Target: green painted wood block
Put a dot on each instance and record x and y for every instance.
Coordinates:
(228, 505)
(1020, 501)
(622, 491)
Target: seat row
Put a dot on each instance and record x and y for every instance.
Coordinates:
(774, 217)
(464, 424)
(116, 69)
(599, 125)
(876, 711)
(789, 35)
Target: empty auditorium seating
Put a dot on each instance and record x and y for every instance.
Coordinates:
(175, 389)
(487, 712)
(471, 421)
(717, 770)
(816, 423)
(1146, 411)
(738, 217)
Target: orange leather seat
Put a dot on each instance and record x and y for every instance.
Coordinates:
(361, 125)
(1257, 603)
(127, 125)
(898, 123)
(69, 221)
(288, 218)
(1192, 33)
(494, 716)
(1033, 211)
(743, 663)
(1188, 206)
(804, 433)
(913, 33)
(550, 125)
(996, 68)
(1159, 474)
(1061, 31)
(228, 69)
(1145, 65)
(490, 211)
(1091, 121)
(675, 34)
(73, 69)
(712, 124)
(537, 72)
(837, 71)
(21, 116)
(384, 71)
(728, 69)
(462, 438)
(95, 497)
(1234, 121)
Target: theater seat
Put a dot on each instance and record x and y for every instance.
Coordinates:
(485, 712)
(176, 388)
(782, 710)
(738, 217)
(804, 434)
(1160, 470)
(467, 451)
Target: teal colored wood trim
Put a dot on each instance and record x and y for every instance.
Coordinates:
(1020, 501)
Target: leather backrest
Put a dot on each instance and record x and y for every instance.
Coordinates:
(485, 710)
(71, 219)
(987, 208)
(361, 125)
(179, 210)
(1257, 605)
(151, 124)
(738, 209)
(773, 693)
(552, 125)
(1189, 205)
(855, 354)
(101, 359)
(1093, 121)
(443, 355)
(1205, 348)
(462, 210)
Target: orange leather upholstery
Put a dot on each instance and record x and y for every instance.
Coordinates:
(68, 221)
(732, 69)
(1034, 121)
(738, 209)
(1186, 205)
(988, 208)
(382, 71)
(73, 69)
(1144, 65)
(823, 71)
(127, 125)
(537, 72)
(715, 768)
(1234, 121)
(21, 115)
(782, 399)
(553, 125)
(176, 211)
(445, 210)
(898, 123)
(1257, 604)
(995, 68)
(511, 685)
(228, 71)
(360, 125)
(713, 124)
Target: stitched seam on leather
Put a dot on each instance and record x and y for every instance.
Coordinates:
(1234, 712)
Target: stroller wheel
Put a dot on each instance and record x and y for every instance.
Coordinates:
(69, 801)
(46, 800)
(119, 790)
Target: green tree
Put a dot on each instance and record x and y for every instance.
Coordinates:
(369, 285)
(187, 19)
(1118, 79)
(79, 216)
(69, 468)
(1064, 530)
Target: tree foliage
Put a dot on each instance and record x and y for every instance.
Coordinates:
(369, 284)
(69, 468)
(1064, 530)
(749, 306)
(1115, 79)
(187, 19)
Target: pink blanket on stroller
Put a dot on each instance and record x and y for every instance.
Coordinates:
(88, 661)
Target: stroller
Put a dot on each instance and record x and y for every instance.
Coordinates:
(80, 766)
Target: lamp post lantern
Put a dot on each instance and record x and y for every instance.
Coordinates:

_Goal of the exercise_
The records above must be output exactly, in full.

_Reply_
Target: green painted wood block
Put a dot on each instance and record x and y for every instance.
Coordinates:
(228, 505)
(1020, 501)
(622, 491)
Target: seat row
Put a dot on each instance and record x and y for every instance.
Coordinates:
(774, 217)
(464, 424)
(116, 69)
(599, 125)
(876, 711)
(789, 35)
Target: empty auditorium seating
Put a dot on each instance and record x and y for every instance.
Coordinates:
(175, 389)
(487, 712)
(471, 421)
(717, 770)
(816, 423)
(1146, 411)
(738, 217)
Target: orange leather seat
Put a dot on each instance and record x and y for every instance.
Coordinates:
(361, 125)
(1257, 603)
(127, 125)
(898, 123)
(69, 221)
(288, 218)
(1192, 33)
(494, 716)
(1033, 211)
(743, 663)
(1188, 206)
(804, 433)
(913, 33)
(550, 125)
(996, 68)
(1159, 474)
(1061, 31)
(228, 69)
(1145, 65)
(490, 211)
(1091, 121)
(675, 34)
(73, 69)
(712, 124)
(537, 72)
(837, 71)
(21, 116)
(384, 71)
(728, 69)
(462, 438)
(95, 497)
(1234, 121)
Target: theater seat
Put a dot on each instance and record x and y for every instance.
Coordinates:
(485, 712)
(176, 388)
(782, 710)
(738, 217)
(804, 434)
(1160, 470)
(467, 451)
Target: teal colored wood trim
Put a dot on each instance and record x and y for every instance.
Coordinates:
(1020, 501)
Target: leather backrest
Put a dot on each instance and record x and y for every instance.
Coordinates:
(485, 710)
(71, 219)
(987, 208)
(361, 125)
(179, 210)
(1257, 605)
(151, 124)
(738, 209)
(773, 693)
(552, 125)
(1189, 205)
(855, 354)
(101, 359)
(1093, 121)
(443, 355)
(1205, 348)
(462, 210)
Target: orange leather upholstery
Put a dot on each instance and record x and y for every instance.
Coordinates:
(68, 221)
(732, 69)
(1034, 121)
(738, 209)
(1186, 205)
(988, 208)
(382, 71)
(73, 69)
(1144, 65)
(823, 71)
(127, 125)
(537, 72)
(715, 768)
(1234, 121)
(21, 115)
(782, 399)
(553, 125)
(176, 211)
(445, 210)
(898, 123)
(1257, 604)
(995, 68)
(511, 685)
(228, 71)
(360, 125)
(713, 124)
Target: stitched seam on leather
Put a dot on each instance and record x and y for every instance.
Coordinates:
(1234, 712)
Target: stroller wheel
Put a dot on each instance and record x and y for every instance.
Coordinates:
(69, 801)
(46, 800)
(119, 790)
Target: green tree
Put a dot on each instance and record x and y for every instance.
Coordinates:
(369, 285)
(187, 19)
(1118, 79)
(79, 216)
(69, 468)
(1064, 530)
Target: tree foliage
Put a dot on each instance and record x and y for every instance.
Coordinates:
(369, 284)
(69, 468)
(1064, 530)
(749, 306)
(1115, 79)
(187, 19)
Target: pink blanket on stroller
Put a dot on each instance and record x and y for every instance.
Coordinates:
(88, 661)
Target: stroller
Put a dot on each instance and record x and y for every instance.
Coordinates:
(80, 766)
Target: lamp post lantern
Put a dot on each instance and record x and y for every instance.
Coordinates:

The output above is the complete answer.